== Data for this exercise

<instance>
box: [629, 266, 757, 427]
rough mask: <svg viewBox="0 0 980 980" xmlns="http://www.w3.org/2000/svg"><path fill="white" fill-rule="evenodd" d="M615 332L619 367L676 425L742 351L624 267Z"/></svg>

====
== Data for this exercise

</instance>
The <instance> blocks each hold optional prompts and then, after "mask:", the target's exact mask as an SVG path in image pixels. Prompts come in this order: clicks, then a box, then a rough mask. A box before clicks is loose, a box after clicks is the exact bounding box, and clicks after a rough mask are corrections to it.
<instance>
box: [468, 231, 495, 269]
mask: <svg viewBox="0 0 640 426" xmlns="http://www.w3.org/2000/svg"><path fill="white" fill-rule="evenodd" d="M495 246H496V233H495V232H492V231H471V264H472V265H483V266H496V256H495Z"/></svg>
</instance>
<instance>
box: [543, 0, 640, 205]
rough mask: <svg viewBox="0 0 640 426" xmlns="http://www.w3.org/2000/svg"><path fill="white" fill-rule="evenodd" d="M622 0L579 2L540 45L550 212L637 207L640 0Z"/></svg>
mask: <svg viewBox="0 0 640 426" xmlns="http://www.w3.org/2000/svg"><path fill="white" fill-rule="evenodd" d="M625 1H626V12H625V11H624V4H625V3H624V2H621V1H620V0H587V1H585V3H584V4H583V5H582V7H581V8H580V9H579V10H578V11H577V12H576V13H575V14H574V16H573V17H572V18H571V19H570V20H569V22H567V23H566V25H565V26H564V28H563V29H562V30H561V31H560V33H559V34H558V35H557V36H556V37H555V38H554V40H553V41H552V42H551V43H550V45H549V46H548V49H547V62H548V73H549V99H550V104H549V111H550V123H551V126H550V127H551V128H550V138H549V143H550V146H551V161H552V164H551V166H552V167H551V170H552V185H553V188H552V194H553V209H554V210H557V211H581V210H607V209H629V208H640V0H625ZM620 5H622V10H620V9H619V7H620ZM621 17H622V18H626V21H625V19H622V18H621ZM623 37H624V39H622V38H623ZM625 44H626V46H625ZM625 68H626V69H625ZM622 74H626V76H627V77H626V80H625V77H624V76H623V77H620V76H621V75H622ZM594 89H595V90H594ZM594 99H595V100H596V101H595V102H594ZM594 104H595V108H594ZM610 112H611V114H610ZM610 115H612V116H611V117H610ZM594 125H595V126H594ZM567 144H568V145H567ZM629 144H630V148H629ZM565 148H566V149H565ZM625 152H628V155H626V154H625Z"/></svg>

====

▸ Task objective: All lines above between those holding "box: [629, 266, 757, 427]" and "332L619 367L676 425L742", inclusive, must be set down unchanged, and no other line may be included.

▸ Solution for this task:
box: [629, 266, 757, 427]
rough mask: <svg viewBox="0 0 980 980" xmlns="http://www.w3.org/2000/svg"><path fill="white" fill-rule="evenodd" d="M615 332L619 367L676 425L742 351L624 267Z"/></svg>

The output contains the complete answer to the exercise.